Text ▸
^^^^^^^^

At block 216, the specification application 116 can be executed to extract contextual data 139. The specification application 116 can extract contextual data 139 based at least in part on the one or more interfaces and/or one or more data flows 143 identified at block 213. For example, the specification application 116 can use a data flow 143 identified at block 213 to determine one or more databases which are implicated in the operation of the source code 129 and extract contextual data 139 from the one or more databases.

Next, at block 219, the specification application 116 can be executed to generate one or more artifacts 146. In some examples, the specification application 116 generates the one or more artifacts 146 based at least in part on the contextual data 139 extracted at block 216. The specification application 116 can generate one or more artifacts 146 based at least in part on the functional data 136, specification 126, or the interfaces and/or data flows 143. After block 219, the flowchart proceeds to FIG. 2B.

In block 223 of FIG. 2B, the specification application 116 can be executed to publish one or more artifacts 146 in a playbook 153. In some examples, the specification application 116 can publish the artifacts 146 from block 219 in an architecture playbook 153. If a playbook 153 for the relevant project 149 has not yet been generated, the specification application 116 can generate the playbook 153 based at least in part on the specification 126 from block 209 and publish the artifacts 146 in the playbook 153.

Next, at block 226, the specification application 116 can be executed to modify the specification 126. The specification application 116 can modify the specification 126 based at least in part on the contextual data 139 extracted at block 216, the artifacts 146 generated at block 219, or the interfaces and/or the data flows 143 identified at block 213. In some examples, the specification application 116 can modify the specification 126 to include the contextual data 139, the artifacts 146, and/or the interfaces and data flows 143 as well.

At block 229, the specification application 116 can be executed to generate a flow diagram 156. In some examples, the specification application 116 can generate a flow diagram 156 based at least in part on the modified specification 126 from block 226. The flow diagram 156 can be generated in response to the trigger 149 received at block 200, or in response to another request or prompt. In some examples, the specification application 116 can generate a flow diagram 156 based at least in part on the specification 126 generated at block 209. The flow diagram 156 can include functional data 136 from block 206, interfaces and/or data flows 143 from block 213, contextual data 139 from block 216, or artifacts from block 219.

At block 233, the specification application 116 can be executed to modify the specification 126. Similar to block 226, the specification application 116 can modify the specification 126 generated at block 209 to further include the flow diagram 156 from block 229. In some examples, the specification application 116 can be executed to modify the specification 126 any time new data is gathered. After block 233, the flowchart of FIGS. 2A and 2B comes to an end.

^^^^^^^^

Point-based annotation data
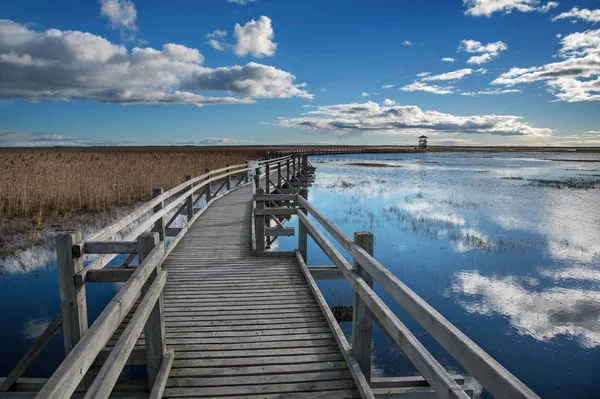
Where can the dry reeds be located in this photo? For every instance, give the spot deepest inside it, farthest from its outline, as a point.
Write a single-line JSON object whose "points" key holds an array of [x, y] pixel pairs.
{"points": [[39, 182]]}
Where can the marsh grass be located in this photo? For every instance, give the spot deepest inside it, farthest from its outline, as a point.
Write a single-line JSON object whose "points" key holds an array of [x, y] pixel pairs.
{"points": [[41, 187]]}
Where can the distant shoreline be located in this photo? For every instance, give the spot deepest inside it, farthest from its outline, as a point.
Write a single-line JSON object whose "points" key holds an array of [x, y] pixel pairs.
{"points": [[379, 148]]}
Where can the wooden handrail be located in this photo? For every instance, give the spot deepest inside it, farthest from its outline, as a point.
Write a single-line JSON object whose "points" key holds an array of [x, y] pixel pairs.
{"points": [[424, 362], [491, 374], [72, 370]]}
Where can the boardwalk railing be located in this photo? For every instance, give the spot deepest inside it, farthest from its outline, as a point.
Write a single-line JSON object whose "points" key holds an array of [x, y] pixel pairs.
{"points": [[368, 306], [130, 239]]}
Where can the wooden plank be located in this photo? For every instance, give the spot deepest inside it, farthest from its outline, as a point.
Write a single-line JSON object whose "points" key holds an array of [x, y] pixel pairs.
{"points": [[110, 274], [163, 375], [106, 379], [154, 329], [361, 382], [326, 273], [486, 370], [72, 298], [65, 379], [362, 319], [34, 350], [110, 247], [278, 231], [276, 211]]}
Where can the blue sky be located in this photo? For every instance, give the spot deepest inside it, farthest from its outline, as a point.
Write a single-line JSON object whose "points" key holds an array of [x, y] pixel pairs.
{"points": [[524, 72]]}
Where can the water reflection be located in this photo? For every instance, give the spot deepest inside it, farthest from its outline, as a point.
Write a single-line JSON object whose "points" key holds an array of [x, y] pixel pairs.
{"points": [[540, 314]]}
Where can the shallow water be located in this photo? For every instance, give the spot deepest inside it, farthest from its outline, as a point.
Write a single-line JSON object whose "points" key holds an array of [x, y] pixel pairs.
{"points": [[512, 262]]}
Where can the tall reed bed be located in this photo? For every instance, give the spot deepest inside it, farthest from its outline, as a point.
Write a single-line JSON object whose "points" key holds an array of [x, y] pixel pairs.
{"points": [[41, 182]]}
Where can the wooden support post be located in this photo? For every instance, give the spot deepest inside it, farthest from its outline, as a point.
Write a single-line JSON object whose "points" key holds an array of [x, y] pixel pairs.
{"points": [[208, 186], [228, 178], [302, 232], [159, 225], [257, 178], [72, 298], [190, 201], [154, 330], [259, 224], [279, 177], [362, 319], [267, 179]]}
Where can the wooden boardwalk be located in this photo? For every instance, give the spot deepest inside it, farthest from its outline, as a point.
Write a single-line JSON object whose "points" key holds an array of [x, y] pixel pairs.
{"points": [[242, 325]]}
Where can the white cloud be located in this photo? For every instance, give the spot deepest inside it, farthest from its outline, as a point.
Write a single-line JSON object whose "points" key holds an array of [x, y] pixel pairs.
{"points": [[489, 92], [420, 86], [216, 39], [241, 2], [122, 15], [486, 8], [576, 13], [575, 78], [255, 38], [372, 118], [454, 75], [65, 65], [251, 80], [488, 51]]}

^^^^^^^^

To be done ▸
a) From the flowchart description, echo the part that opens with the words containing "At block 216, the specification" and closes with "or more databases.".
b) In the flowchart description, what does the specification application do at block 223 if no playbook has yet been generated for the relevant project?

Solutions below ▸
a)
At block 216, the specification application 116 can be executed to extract contextual data 139. The specification application 116 can extract contextual data 139 based at least in part on the one or more interfaces and/or one or more data flows 143 identified at block 213. For example, the specification application 116 can use a data flow 143 identified at block 213 to determine one or more databases which are implicated in the operation of the source code 129 and extract contextual data 139 from the one or more databases.

b) It generates the playbook based at least in part on the specification from block 209. It then publishes the artifacts in that playbook.